### Document extract:
The food is distributed at specific points, but there are also volunteers who bring it house to house to the elderly who for any reason cannot move. They also bring them medicine and water. The residents of Paiporta share the food they have with the volunteers they see on their streets.
Cleaning is the most difficult thing. There are mountains of mud and belongings of all kinds, furniture and appliances, piled up on the streets. Volunteers clean the streets, but there are some times when they do not clean, but rather move the mud from one place to another. Until the big trucks arrive and take away the garbage, it is “moving shit from one place to another”, as they tell us. Even in such a situation, the streets are cleaned again and again until the dirt is being slowly removed, and the mud is piled up in mountains at strategic points in Paiporta.
A relatively small group of volunteers, about 50, cleans mud from a school where there are also several homes. It is located uphill, so they clean from top to bottom, using gravity in their favor. In a few moments, disorganized masses become organized masses, and small groups of four to six people clean the street. Broom to broom, shoulder to shoulder. Some go to eat, rest or work (because they come in their free time), but nothing stops. When a volunteer leaves his position, another retakes the position he left. Another neighbor tells to some volunteers: “When everything is over, if you remember me and my house, come to eat.”

### Entries shown:

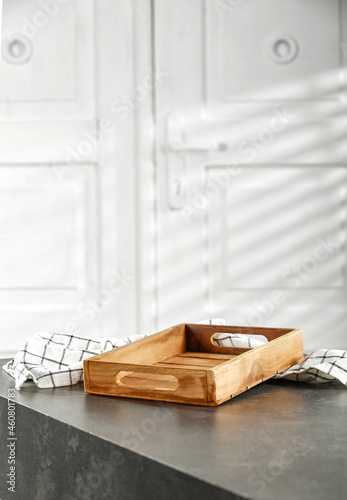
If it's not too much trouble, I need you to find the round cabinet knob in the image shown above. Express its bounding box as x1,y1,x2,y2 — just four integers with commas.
2,35,32,64
266,35,299,64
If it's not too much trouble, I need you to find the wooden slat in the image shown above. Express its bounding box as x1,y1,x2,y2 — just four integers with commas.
177,351,234,360
89,324,186,365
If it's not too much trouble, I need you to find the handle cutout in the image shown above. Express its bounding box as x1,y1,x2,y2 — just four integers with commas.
116,371,178,391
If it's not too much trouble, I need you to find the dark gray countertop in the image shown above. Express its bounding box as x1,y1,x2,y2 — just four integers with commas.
0,360,347,500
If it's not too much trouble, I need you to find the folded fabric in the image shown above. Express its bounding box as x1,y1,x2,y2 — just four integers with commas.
3,318,225,390
3,319,347,390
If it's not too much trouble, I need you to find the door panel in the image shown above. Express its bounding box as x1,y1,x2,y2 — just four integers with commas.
155,0,347,349
0,0,136,357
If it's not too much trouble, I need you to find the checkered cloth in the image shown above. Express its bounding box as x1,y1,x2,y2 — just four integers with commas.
3,320,347,390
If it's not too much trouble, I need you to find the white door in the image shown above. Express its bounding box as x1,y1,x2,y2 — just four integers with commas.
154,0,347,350
0,0,139,357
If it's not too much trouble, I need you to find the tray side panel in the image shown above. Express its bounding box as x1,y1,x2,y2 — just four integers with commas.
88,324,186,365
85,361,208,403
186,324,292,354
212,330,304,402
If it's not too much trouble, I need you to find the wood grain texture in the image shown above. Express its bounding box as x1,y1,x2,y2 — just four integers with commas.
84,324,304,406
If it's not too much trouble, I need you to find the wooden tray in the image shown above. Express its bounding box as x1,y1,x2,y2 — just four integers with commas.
84,324,304,406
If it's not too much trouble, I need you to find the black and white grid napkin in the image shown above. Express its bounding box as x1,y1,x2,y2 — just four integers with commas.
3,320,347,390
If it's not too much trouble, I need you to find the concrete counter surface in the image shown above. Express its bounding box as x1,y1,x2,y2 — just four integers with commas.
0,360,347,500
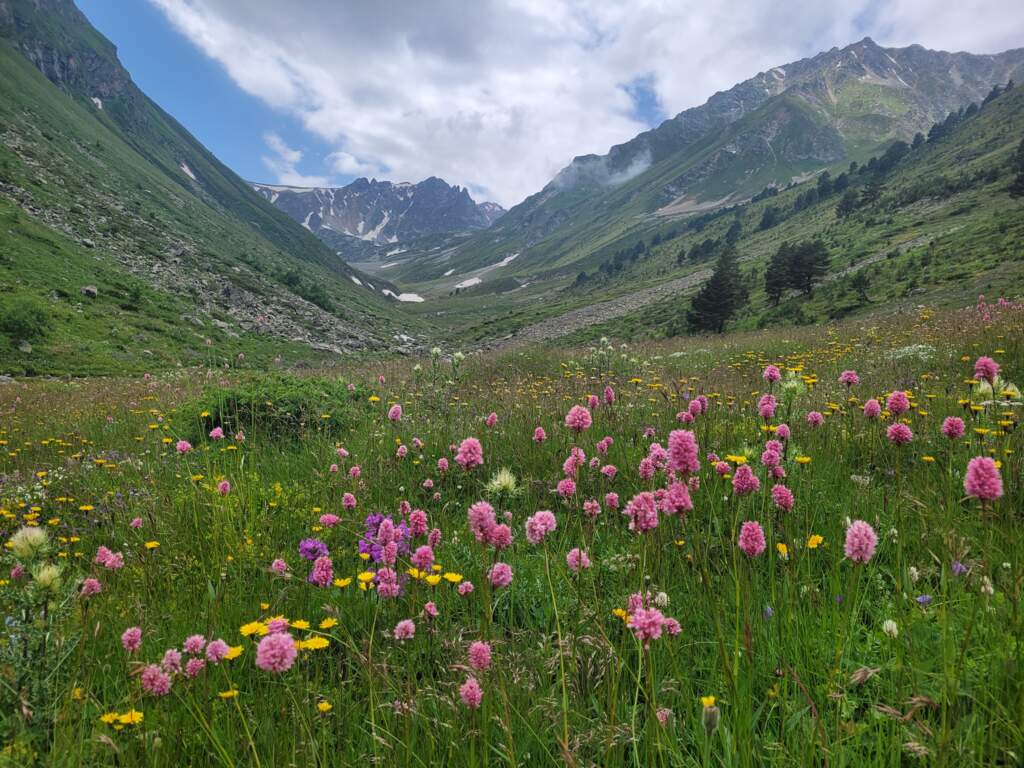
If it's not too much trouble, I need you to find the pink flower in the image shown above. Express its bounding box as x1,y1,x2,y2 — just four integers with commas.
739,520,768,557
886,422,913,445
160,648,181,673
886,389,910,416
121,627,142,653
487,562,512,589
942,416,965,440
565,406,594,434
732,464,761,496
623,490,657,534
410,545,434,570
843,520,879,563
964,456,1002,502
469,640,490,672
306,555,334,587
974,357,999,384
456,437,483,471
565,547,590,573
139,664,171,696
394,618,416,642
459,677,483,710
669,429,700,475
206,638,230,664
526,509,557,544
256,632,299,673
185,658,206,679
771,485,794,512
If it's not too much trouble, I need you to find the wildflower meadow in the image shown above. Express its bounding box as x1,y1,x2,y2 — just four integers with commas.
0,300,1024,767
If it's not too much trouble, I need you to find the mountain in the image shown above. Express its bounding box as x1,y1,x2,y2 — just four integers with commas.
252,176,505,261
389,38,1024,295
0,0,422,370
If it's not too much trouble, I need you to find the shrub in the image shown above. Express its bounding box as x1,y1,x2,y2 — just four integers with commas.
181,373,369,441
0,296,50,341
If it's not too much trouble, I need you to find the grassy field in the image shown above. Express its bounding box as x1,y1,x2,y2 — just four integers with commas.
0,304,1024,766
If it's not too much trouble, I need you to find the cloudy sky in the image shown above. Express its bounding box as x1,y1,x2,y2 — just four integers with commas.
79,0,1024,207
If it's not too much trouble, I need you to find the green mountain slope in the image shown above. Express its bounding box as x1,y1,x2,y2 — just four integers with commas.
397,79,1024,341
388,39,1024,311
0,0,423,371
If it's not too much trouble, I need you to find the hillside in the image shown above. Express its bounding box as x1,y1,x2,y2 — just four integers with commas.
253,177,505,262
0,0,422,372
388,39,1024,305
403,79,1024,343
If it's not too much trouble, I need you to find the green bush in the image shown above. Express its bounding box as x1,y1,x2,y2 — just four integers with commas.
179,373,370,442
0,296,50,341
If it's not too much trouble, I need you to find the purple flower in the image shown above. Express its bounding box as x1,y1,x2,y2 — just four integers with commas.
299,539,331,560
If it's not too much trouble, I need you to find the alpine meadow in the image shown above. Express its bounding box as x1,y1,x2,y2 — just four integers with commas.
0,0,1024,768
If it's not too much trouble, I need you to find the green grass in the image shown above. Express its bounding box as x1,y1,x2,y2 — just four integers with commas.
0,305,1024,766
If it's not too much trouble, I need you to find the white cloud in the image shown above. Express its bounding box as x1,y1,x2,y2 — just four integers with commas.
152,0,1024,205
260,131,329,186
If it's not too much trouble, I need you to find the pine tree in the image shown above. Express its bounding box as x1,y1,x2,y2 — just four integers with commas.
1010,139,1024,198
765,243,793,306
686,248,746,333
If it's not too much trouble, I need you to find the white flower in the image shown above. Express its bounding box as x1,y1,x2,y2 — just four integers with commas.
10,525,49,560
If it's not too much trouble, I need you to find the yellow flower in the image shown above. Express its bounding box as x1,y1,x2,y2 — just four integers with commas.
239,622,269,637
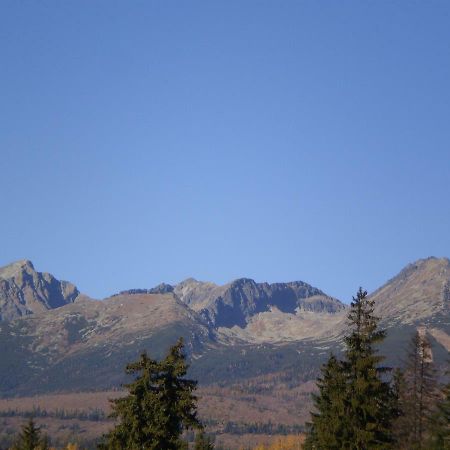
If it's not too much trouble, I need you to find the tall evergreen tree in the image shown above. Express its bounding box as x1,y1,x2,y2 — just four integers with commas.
306,288,397,450
344,288,395,450
395,332,437,449
100,339,201,450
12,418,49,450
427,376,450,450
305,355,349,450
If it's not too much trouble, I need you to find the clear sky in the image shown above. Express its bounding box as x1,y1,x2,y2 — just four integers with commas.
0,0,450,301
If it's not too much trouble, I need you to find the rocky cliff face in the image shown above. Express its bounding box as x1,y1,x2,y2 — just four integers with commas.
0,260,80,320
371,257,450,324
159,278,345,328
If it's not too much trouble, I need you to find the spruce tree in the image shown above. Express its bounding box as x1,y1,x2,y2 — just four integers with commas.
306,288,397,450
344,288,395,450
430,383,450,450
395,332,437,449
12,418,49,450
305,355,348,450
99,339,201,450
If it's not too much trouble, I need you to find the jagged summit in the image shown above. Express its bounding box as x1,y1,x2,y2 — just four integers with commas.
0,259,35,279
371,257,450,323
0,259,80,320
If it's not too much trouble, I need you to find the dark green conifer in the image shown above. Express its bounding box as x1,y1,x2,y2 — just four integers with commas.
304,355,348,450
344,288,395,450
12,418,49,450
100,339,201,450
395,332,437,449
428,364,450,450
306,289,397,450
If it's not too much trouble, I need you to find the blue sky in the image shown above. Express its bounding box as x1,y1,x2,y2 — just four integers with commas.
0,0,450,301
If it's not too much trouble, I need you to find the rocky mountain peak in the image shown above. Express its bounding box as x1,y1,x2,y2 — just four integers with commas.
371,257,450,323
0,260,80,320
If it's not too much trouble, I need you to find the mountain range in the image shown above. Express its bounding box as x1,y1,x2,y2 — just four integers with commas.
0,257,450,396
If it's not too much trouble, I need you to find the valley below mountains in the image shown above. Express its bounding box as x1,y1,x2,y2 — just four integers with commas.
0,257,450,446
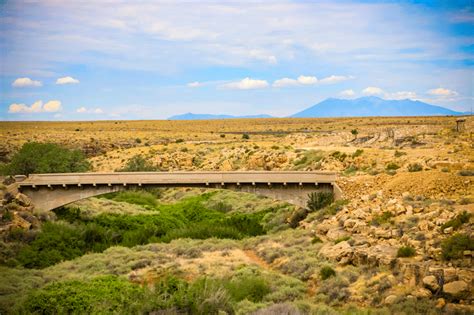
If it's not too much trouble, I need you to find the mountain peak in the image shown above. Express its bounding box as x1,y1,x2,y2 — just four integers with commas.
290,96,462,118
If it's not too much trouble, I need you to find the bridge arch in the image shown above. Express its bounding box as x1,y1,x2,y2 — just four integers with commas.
15,172,341,210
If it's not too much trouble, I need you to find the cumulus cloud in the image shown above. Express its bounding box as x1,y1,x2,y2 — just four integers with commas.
362,86,384,95
221,78,268,90
340,89,355,97
273,78,299,87
187,81,204,87
298,75,318,85
385,91,418,100
8,100,62,114
76,106,104,114
12,78,43,87
427,87,458,97
56,76,79,84
319,75,354,84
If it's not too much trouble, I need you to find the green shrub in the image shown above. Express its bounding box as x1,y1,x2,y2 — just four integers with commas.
352,149,364,158
441,211,471,230
307,191,334,211
117,154,159,172
397,246,416,257
370,211,393,226
408,163,423,172
319,266,336,280
441,233,474,260
104,190,158,208
2,142,91,175
20,276,145,314
334,236,351,244
393,150,407,157
385,162,400,171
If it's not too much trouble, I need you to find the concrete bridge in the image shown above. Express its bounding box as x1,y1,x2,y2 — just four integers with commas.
17,171,341,210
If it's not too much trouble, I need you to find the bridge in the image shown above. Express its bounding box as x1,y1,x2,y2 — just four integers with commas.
16,171,341,210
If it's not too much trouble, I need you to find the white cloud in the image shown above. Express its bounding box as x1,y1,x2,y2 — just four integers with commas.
187,81,204,87
298,75,318,85
385,91,418,100
8,100,62,114
56,76,79,84
427,87,458,97
362,86,384,95
12,78,43,87
221,78,268,90
319,75,354,84
340,89,355,97
273,78,299,88
76,106,104,114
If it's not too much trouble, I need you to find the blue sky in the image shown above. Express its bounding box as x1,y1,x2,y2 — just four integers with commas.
0,0,474,120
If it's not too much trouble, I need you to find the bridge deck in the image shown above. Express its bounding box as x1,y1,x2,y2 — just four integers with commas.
18,171,336,187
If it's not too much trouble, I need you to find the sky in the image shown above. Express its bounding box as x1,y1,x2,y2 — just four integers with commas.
0,0,474,120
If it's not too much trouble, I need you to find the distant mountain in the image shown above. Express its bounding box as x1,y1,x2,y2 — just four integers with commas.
168,113,272,120
290,96,463,118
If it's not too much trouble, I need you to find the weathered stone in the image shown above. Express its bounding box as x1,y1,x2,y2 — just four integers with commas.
443,281,470,300
15,193,31,207
423,276,440,292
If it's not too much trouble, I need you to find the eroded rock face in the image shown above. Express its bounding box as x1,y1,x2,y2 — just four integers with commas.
443,280,471,300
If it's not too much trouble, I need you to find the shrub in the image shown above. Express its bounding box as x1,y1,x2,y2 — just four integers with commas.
117,154,159,172
458,170,474,176
307,191,334,211
352,149,364,158
397,246,416,257
408,163,423,172
370,211,393,226
19,276,145,314
2,142,91,175
393,150,407,157
385,162,400,171
319,266,336,280
441,211,471,230
441,233,474,260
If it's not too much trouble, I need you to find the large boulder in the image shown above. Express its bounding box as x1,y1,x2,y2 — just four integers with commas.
443,280,470,300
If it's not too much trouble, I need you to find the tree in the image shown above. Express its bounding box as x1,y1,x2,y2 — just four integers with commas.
351,129,359,139
2,142,91,175
117,154,158,172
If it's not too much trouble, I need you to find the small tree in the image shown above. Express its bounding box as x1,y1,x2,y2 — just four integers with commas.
3,142,91,175
307,191,334,211
117,154,158,172
351,129,359,139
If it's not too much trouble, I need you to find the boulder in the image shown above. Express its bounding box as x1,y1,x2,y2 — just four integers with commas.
15,193,31,207
422,276,440,292
443,281,470,300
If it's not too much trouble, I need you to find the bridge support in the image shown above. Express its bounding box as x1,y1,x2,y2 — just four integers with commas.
20,183,341,210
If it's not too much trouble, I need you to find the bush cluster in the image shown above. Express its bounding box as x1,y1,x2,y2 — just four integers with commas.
12,196,267,268
1,142,91,175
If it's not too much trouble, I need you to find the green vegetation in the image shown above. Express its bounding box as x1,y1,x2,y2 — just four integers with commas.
307,191,334,211
18,276,145,314
397,246,416,257
441,211,471,230
11,195,268,268
319,266,336,280
117,154,159,172
441,233,474,260
408,163,423,172
370,211,393,226
1,142,91,175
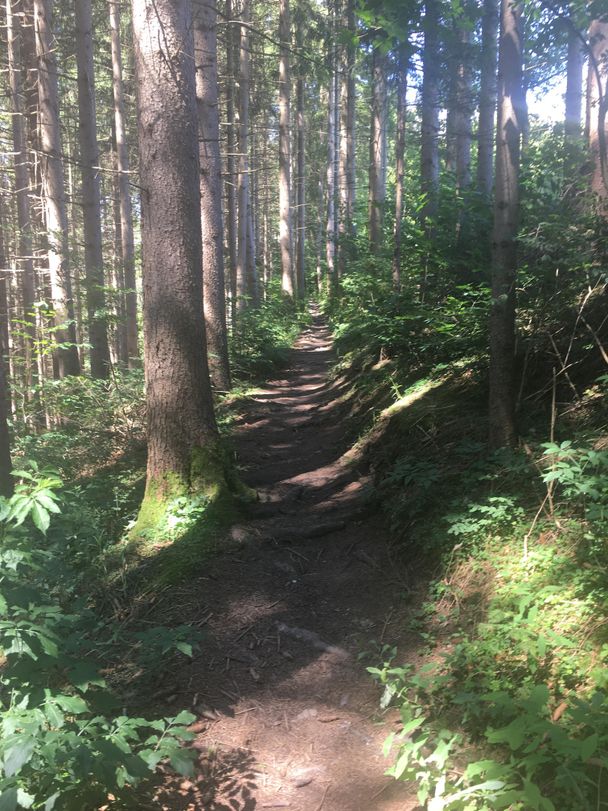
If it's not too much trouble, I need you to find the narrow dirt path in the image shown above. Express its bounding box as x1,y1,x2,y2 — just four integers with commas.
157,315,416,811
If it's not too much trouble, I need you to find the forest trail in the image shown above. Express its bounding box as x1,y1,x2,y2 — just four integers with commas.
159,313,416,811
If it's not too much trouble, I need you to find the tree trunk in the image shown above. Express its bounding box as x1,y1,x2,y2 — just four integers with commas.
279,0,295,298
133,0,222,536
477,0,498,199
454,25,473,192
110,0,140,369
564,22,585,141
236,0,251,311
325,82,337,289
338,0,355,276
6,0,36,398
368,49,386,253
0,333,13,498
75,0,110,378
34,0,80,377
420,0,439,226
194,0,230,391
0,206,13,498
587,20,608,206
489,0,525,448
226,0,238,330
296,20,306,299
393,60,407,291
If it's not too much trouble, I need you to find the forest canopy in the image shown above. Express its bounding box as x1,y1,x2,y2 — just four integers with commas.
0,0,608,811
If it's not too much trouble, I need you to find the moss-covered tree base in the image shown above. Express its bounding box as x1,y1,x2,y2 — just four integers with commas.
127,446,256,584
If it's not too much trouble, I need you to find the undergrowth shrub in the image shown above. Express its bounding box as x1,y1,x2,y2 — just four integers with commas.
0,464,194,811
368,428,608,811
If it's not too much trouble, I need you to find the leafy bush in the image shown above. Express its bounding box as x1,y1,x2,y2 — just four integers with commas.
0,464,194,811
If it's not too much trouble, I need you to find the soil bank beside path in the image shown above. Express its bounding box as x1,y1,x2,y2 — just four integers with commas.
156,313,416,811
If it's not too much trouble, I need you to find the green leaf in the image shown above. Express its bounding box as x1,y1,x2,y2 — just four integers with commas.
0,735,36,780
44,791,59,811
581,732,599,762
36,492,61,514
17,788,36,808
55,695,89,715
0,788,17,811
32,501,51,535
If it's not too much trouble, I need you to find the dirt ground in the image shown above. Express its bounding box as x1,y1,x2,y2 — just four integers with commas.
153,314,416,811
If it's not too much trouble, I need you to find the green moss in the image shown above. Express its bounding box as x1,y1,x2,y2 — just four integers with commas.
127,434,256,584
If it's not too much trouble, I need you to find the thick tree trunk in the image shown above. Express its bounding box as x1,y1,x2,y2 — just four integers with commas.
6,0,36,390
110,0,140,369
296,21,306,298
325,77,337,289
34,0,80,377
0,213,13,498
279,0,295,298
226,0,238,330
236,0,251,311
477,0,498,199
338,0,355,276
0,336,13,498
194,0,230,391
489,0,526,448
564,25,585,141
368,50,386,253
420,0,439,226
587,20,608,206
0,205,10,368
393,66,407,291
75,0,110,378
133,0,222,535
454,26,473,192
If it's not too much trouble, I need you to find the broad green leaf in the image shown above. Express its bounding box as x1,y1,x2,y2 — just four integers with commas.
0,788,17,811
4,735,36,777
32,501,51,535
581,732,599,762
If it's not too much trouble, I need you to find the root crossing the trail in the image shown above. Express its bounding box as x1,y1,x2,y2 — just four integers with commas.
156,314,416,811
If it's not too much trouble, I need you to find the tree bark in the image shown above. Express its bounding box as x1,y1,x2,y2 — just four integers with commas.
296,20,306,298
225,0,238,330
477,0,498,199
0,208,13,498
338,0,355,276
236,0,251,311
109,0,140,369
194,0,231,391
564,20,585,141
587,20,608,206
325,77,337,289
454,25,473,192
34,0,80,377
0,335,13,498
132,0,222,535
392,60,407,291
420,0,439,226
6,0,36,398
489,0,526,448
279,0,295,299
368,49,386,253
75,0,110,379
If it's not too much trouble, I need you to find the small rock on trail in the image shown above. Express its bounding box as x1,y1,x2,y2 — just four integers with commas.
156,315,417,811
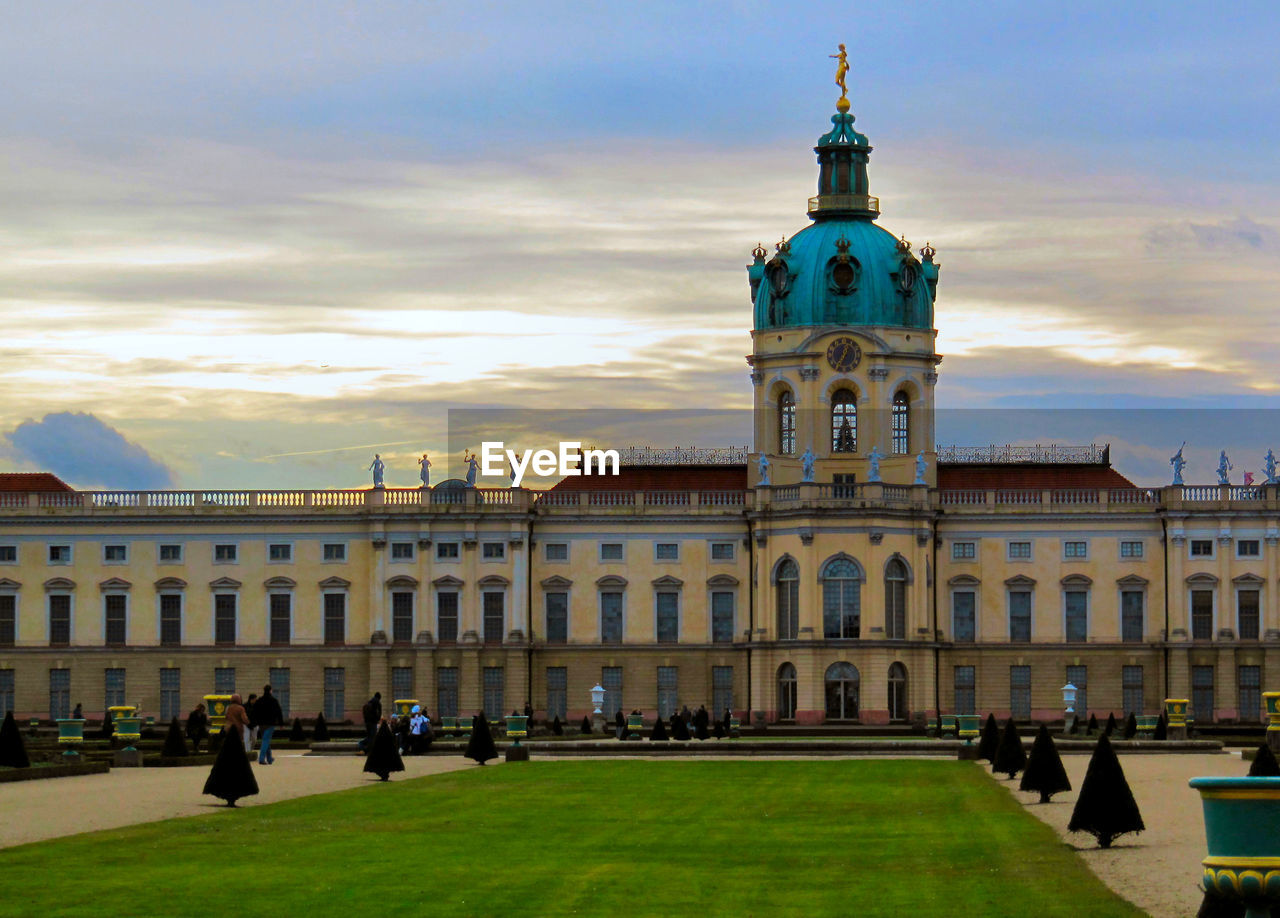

### Tasks to perform:
**1)** Reproduce, word for word, the part of the Paiporta cleanup account above that opens with the words containing "The food is" and closes with "on their streets.".
**2)** Carry on the account of volunteers cleaning up Paiporta, picking up right after its final sentence.

### Answers provided:
**1)**
The food is distributed at specific points, but there are also volunteers who bring it house to house to the elderly who for any reason cannot move. They also bring them medicine and water. The residents of Paiporta share the food they have with the volunteers they see on their streets.

**2)**
We spoke with a neighbor who personally experienced the arrival and expulsion of the King and the government. He tells us the following:
“We knew that [the representatives of the government] were going to arrive that morning, but no one knew when. When they arrived, it was quickly spread. We were resting, sitting and eating, because it would be noon. About 2 p.m., right? Well, the case: We were eating and someone shouts, “Perro Sánchez is coming, the dog is coming!” [Translator’s note: they call Pedro Sánchez ‘perro’, which means ‘dog’]. And we were all running. The television says it was organized but that is not true. It was a moment of helplessness and spontaneous rage by all of us who were there.”
Another neighbor shows us a video he recorded when the King arrived. The video has not been published on social media, he wanted to keep it private. In the video, the King is seen in a short range and some people are shouting: “Leave the palace and get a fucking shovel!”.
The supposed citizen patrols carried out by the fascists, Revuelta [Translator’s note: meaning “Revolt”] and Frente Obrero [Translator’s note: meaning Workers’ Front], are not real. It is mere propaganda at the service of imperialism. They come one or two nights for a while, for “pretending to do something” as one volunteer says. Supposedly, they are to stop looting, but it is pure fascist propaganda and empty words. A young volunteer tells us to “be careful with the Nazis from the Núcleo Nacional, they came,” warning because he heard us talking about politics with a group of neighbors. The Nazis only do easy work, they hide and only come to light when there are several of them since they have fear of anti-fascist attacks.
The way to and from San Marcelino along “the bridge of solidarity” or “the walkway of hope” is full of graffiti that points to Mazón as a murderer and criminal. There are also posters thanking the volunteers, and posters calling for the mobilization on Saturday, November 9 in Valencia at 18:00.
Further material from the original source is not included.